--- VERSTÄNDNIS PRÜFEN ---
**A)** In welchem Haus ist laut dem Textauszug über Precious Okoyomon die aktuelle Ausstellung zu sehen?
**B)** Warum sind Plüschtiere laut dem Textauszug über Precious Okoyomon in der Kunst immer wieder zu einem ausdrucksstarken Material geworden?
**C)** Gib aus dem Textauszug über Precious Okoyomon den Abschnitt wortgetreu wieder, beginnend mit "Teddys, Schmetterlinge und" und endend mit "grossformatigen Installationen auf.".

--- TEXTAUSZUG ---

^^^^

Teddys, Schmetterlinge und Psychoanalyse
by Kristin Schmidt
Precious Okoyomon ist spätestens seit der zweimaligen Teilnahme an der Biennale Venedig an der Spitze der Kunstwelt angekommen – und nun auch im Kunsthaus Bregenz zu sehen. Die Ausstellung ist sehr persönlich und wartet mit grossformatigen Installationen auf.
Die Einen haben einen Teddy. Die Anderen einen Hasen oder einen Fuchs, einen Humpty Dumpty, ein Einhorn. Fast alle Kinder haben ein Plüschtier oder zwei oder viele. Entweder möglichst naturalistisch oder in Rosa mit Kulleraugen und Glitzerhufen. Precious Okoyomon hatte viele Plüschtiere. Sehr viele. So viele, dass sie bis heute ausreichend künstlerischen Rohstoff liefern. Und dies nicht nur in materiellem Sinne, sondern auch inhaltlich wie die aktuelle Ausstellung im Kunsthaus Bregenz zeigt.
Plüschtiere sind ein guter Stoff: Sie sind Gegenstand psychoanalytischer Betrachtungen, mit ihnen werden die allerersten Bindungen interpretiert, die Trennungsangst und der Trost. Das hat die sogenannten Übergangsobjekte auch in der Kunst immer wieder zu einem ausdrucksstarken Material gemacht. Von Urs Fischer über Mike Kelley bis Annette Messager gab es die Plüschtiere in riesengross, in schäbig, aufgehängt und zu grossen Knäueln zusammengenäht. Ausgedient haben sie damit noch lange nicht, auch nicht in der Kunst.

^^^^

--- ROHDATEN ---
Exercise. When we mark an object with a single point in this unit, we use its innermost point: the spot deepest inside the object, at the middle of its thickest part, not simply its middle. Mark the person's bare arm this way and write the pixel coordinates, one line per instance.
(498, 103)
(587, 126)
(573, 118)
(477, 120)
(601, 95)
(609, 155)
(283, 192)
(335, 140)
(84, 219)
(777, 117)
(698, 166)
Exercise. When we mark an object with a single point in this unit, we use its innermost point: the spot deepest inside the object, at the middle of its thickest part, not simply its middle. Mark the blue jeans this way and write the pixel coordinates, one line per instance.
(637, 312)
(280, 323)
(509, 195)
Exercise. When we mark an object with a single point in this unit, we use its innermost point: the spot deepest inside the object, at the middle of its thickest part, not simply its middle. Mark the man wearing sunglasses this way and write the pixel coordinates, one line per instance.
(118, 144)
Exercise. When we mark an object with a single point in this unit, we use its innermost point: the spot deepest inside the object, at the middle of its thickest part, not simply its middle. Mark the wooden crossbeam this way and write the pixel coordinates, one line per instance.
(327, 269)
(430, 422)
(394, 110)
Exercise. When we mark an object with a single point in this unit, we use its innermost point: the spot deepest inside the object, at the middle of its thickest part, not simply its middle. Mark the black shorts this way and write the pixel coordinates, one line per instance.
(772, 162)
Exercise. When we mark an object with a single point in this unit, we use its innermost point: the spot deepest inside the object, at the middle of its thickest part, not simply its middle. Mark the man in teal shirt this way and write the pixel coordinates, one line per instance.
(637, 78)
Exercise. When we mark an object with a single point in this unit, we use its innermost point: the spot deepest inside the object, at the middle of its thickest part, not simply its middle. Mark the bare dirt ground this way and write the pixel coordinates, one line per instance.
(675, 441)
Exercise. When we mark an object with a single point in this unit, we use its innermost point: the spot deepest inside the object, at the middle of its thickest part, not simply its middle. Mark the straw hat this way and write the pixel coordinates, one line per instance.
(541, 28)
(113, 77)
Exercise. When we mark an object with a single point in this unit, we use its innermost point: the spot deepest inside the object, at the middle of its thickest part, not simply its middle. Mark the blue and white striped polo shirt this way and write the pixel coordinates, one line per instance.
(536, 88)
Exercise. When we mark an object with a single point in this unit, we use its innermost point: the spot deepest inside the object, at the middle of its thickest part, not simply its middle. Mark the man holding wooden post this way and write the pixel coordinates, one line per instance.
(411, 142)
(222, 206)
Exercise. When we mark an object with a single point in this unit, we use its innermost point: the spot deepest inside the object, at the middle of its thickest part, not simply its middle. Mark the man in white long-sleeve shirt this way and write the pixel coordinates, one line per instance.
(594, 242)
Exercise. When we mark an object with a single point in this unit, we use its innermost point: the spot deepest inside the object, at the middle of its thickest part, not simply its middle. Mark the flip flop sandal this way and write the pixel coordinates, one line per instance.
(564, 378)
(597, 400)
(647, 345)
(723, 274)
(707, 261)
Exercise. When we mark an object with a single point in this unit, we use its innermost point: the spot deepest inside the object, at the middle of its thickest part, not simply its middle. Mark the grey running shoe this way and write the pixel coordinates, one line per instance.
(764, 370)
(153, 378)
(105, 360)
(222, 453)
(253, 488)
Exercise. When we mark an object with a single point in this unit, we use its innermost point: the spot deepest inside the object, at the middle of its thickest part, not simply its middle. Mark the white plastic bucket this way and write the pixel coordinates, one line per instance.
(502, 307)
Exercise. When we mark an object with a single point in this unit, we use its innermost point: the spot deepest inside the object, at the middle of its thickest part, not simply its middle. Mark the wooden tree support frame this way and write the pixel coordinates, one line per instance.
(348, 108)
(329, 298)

^^^^

--- LÖSUNGEN JE AUFGABE ---
**A)** Im Kunsthaus Bregenz.

**B)** Plüschtiere sind Gegenstand psychoanalytischer Betrachtungen. Mit ihnen werden die allerersten Bindungen, die Trennungsangst und der Trost interpretiert.

**C)**
Teddys, Schmetterlinge und Psychoanalyse
by Kristin Schmidt
Precious Okoyomon ist spätestens seit der zweimaligen Teilnahme an der Biennale Venedig an der Spitze der Kunstwelt angekommen – und nun auch im Kunsthaus Bregenz zu sehen. Die Ausstellung ist sehr persönlich und wartet mit grossformatigen Installationen auf.